__STATED PROBLEM__:
Copy the Legend of Zelda club post below, starting at "# The Legend" and ending after "from fellow forumgoers!", and substitute "enthusiasts" for every "fans".

# The Legend of Zelda Club



## Scootaloo (Nov 8, 2012)

Okay, so I decided to make a club thread for the fans on TCoD on a fantastic franchise, the Legend of Zelda! Here, fans can discuss anything related to Zelda (try to keep it family friendly), whether it be games, characters, which temples are absolute bonkers, the manga, anything! I will keep track of the members and their favorite game (if you feel like sharing your favourite in the series)! And of course, this isn't only restricted to fans! Anyone who would like to try something new can post and get advice from fellow forumgoers!

Members|Favourite Game(s)
Scootaloo|The Legend of Zelda: Majora's Mask
Birdy|The Legend of Zelda: Skyward Sword
Zero Moment|The Legend of Zelda: The Minish Cap
Nobody|The Legend of Zelda: Wind Waker

Things to Come
January 29, 2013-_Hyrule Historia: The Legend of Zelda Encyclopedia will be released in North America._


----------



## Murkrow (Nov 8, 2012)

__SUPPLIED INFORMATION__:
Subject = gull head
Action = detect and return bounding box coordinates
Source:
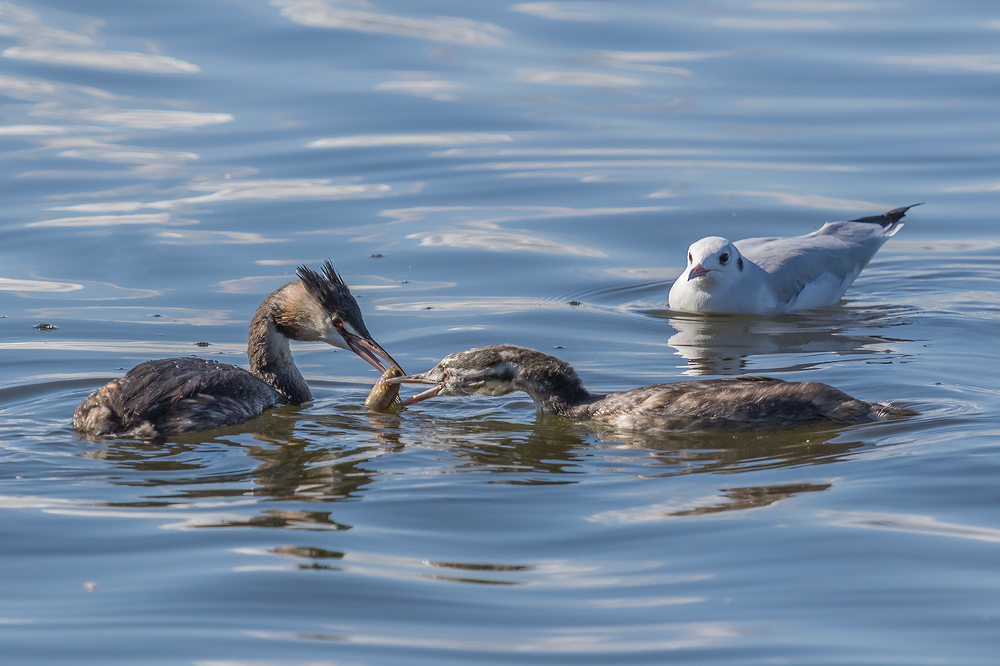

__REPLY TO THE TASK__:
# The Legend of Zelda Club



## Scootaloo (Nov 8, 2012)

Okay, so I decided to make a club thread for the enthusiasts on TCoD on a fantastic franchise, the Legend of Zelda! Here, enthusiasts can discuss anything related to Zelda (try to keep it family friendly), whether it be games, characters, which temples are absolute bonkers, the manga, anything! I will keep track of the members and their favorite game (if you feel like sharing your favourite in the series)! And of course, this isn't only restricted to enthusiasts! Anyone who would like to try something new can post and get advice from fellow forumgoers!